Mass murderers of conviction

Adolf Eichmann was not just a pen-pushing bureaucrat; like so many Nazi perpetrators, he was an educated man who acted out of intellectual conviction. An interview with Holocaust historian Ulrich Herbert

taz: Herr Herbert, the trial of Adolf Eichmann began fifty years ago today. Hannah Arendt described him as a bureaucrat incapable of moral judgment? Was that an accurate description?

Ulrich Herbert: No. The notion that a bureaucrat is not capable of moral judgment is in itself implausible. Eichmann did what he did because he was convinced that it was right, that it was serving a greater end, also a higher law, even if it transgressed the conventional morality with which he had been raised. He considered his bureaucratic organisation of the transport of Jews to extermination camps in occupied Poland and the fact that the trains ran on schedule as progress over the chaotic way the death squads brought Jews to the execution pits.

At the Jerusalem trial Eichmann portrayed himself as someone who received orders and did as he was told. Was this simply the impression he tried to cultivate?

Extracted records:
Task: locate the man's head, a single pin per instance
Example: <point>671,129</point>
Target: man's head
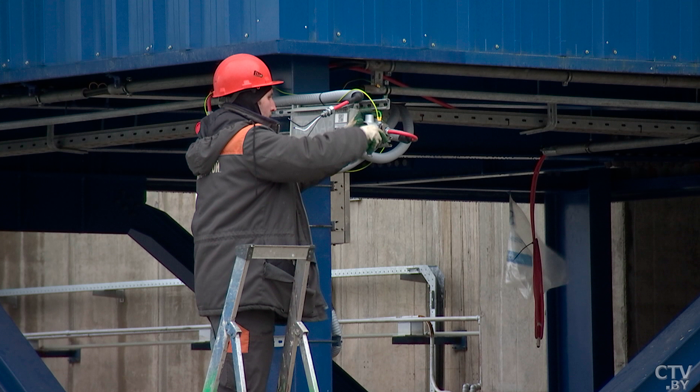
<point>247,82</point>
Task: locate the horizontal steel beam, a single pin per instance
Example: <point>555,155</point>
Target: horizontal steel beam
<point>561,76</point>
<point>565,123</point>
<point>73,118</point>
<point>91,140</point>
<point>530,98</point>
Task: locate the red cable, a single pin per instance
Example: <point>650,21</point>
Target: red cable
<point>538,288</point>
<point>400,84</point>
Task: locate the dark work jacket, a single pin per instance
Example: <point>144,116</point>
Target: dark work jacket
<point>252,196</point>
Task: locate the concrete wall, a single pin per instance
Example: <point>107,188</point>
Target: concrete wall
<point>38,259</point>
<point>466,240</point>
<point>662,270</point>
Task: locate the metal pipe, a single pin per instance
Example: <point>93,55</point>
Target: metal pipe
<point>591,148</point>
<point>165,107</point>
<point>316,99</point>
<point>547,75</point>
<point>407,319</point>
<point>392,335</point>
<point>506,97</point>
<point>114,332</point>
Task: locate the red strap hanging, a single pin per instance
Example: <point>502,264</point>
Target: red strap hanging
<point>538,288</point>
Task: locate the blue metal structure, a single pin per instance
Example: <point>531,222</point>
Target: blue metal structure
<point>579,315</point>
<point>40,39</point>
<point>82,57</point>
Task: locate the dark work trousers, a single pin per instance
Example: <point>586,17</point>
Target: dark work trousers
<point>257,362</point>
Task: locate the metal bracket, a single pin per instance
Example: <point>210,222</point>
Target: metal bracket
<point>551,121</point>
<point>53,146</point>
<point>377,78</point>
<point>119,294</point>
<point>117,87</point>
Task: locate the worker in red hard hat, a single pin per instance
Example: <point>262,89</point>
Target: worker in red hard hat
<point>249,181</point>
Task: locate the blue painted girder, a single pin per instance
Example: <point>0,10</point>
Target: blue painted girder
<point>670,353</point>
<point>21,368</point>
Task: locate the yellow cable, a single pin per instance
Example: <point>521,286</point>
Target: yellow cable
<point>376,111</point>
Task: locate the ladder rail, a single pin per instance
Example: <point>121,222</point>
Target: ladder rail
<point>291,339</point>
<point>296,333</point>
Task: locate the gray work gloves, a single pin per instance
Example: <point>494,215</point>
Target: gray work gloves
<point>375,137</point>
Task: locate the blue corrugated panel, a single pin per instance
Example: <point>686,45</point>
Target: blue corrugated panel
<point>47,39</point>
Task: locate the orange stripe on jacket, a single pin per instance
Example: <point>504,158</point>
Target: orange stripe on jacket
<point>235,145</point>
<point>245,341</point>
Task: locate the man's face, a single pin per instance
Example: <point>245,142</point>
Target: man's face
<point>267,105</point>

* * *

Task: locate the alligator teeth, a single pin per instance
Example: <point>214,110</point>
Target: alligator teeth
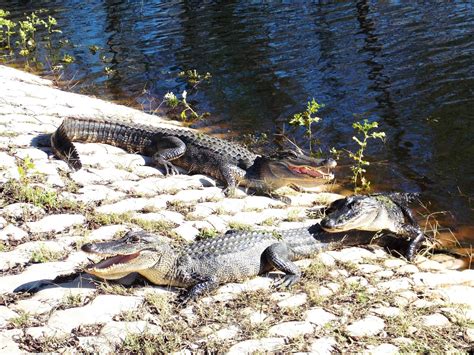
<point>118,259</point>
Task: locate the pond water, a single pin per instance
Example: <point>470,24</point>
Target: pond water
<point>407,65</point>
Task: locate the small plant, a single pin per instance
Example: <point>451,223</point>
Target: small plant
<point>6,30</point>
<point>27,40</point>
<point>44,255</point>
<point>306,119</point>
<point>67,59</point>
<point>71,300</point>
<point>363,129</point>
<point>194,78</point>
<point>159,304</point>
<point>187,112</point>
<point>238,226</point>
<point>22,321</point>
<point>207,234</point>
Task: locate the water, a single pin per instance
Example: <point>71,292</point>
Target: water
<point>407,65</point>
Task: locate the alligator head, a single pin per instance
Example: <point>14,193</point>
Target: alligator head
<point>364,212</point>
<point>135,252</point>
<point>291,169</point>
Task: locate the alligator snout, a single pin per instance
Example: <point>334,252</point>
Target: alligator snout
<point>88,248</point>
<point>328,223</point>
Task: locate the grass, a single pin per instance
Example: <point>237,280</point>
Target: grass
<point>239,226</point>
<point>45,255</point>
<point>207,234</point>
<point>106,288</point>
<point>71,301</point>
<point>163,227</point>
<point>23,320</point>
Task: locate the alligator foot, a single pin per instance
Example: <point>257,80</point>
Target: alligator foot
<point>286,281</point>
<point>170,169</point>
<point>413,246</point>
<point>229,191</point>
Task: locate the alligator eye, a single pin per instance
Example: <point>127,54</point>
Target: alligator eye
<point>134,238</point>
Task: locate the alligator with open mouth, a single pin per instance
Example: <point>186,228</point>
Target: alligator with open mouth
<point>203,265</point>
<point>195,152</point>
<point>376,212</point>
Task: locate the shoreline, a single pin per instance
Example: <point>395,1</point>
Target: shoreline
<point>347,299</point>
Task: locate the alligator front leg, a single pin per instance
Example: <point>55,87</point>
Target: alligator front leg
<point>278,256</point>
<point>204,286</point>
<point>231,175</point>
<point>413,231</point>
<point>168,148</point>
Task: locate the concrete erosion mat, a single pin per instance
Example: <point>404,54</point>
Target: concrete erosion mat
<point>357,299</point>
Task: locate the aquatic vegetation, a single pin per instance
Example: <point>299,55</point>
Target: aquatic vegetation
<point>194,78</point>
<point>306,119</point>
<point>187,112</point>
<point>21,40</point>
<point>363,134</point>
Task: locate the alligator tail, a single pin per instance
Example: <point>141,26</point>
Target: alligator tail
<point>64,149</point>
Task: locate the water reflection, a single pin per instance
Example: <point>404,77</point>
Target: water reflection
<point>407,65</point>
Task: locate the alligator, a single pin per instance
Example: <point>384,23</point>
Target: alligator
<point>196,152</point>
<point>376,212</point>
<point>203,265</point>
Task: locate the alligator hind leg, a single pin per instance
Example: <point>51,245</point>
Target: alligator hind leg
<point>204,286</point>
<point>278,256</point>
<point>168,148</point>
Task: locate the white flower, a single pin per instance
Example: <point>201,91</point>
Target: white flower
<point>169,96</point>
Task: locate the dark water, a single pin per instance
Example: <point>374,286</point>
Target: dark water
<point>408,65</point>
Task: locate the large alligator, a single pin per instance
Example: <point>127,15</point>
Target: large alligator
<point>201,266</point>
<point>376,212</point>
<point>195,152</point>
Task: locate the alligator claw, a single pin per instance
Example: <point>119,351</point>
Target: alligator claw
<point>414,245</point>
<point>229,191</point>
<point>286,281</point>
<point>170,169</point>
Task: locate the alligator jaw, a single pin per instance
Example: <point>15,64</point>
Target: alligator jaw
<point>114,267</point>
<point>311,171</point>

---

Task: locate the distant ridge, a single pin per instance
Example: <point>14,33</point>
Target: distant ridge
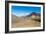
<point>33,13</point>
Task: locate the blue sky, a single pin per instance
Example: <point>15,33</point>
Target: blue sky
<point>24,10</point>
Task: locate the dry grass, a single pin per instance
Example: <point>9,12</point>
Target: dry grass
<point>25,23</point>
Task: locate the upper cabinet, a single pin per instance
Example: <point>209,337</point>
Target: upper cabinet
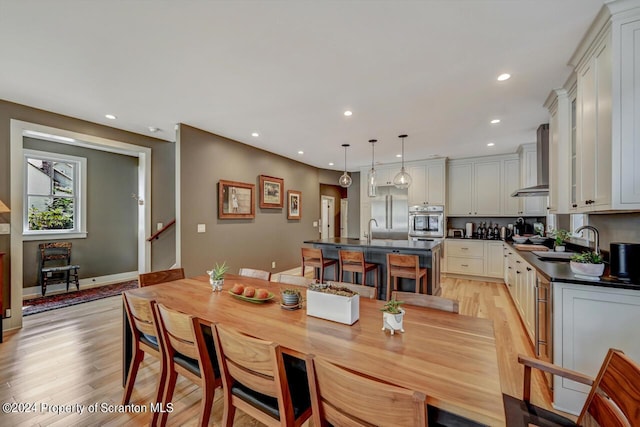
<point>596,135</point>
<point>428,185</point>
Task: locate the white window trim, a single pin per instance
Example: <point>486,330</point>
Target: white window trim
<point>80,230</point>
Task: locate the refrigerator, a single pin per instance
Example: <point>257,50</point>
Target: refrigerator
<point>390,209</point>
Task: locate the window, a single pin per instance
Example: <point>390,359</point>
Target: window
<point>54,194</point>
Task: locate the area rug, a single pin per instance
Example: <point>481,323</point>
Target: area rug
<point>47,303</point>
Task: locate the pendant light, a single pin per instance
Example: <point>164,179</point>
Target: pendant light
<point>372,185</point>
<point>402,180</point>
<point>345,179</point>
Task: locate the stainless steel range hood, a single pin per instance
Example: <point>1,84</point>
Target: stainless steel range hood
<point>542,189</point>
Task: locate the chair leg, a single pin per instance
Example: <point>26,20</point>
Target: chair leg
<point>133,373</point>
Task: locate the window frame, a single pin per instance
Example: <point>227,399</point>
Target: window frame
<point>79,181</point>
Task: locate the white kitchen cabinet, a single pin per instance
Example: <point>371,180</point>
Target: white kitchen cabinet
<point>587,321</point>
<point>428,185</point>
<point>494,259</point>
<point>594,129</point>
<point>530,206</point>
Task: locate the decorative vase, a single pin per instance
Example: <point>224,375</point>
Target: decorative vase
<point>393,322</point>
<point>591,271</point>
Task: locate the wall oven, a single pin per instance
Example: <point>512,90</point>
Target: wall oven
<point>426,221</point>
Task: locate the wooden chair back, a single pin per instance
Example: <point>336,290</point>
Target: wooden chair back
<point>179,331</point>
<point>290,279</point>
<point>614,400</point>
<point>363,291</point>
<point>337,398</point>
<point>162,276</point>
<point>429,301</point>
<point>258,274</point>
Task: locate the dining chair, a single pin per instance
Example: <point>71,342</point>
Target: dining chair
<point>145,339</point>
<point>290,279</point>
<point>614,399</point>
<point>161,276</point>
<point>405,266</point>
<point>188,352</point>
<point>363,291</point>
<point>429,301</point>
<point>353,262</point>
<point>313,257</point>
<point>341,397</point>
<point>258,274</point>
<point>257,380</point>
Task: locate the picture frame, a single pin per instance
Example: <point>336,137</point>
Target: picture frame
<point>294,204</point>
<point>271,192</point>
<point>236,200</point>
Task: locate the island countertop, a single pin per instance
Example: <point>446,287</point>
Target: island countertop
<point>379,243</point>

**Problem description**
Change "schedule" to "time" in the interview, and write out the passage that begins at the words that contain "taz: Herr Herbert, the" and ends after "tried to cultivate?".

**Answer for this exercise**
taz: Herr Herbert, the trial of Adolf Eichmann began fifty years ago today. Hannah Arendt described him as a bureaucrat incapable of moral judgment? Was that an accurate description?

Ulrich Herbert: No. The notion that a bureaucrat is not capable of moral judgment is in itself implausible. Eichmann did what he did because he was convinced that it was right, that it was serving a greater end, also a higher law, even if it transgressed the conventional morality with which he had been raised. He considered his bureaucratic organisation of the transport of Jews to extermination camps in occupied Poland and the fact that the trains ran on time as progress over the chaotic way the death squads brought Jews to the execution pits.

At the Jerusalem trial Eichmann portrayed himself as someone who received orders and did as he was told. Was this simply the impression he tried to cultivate?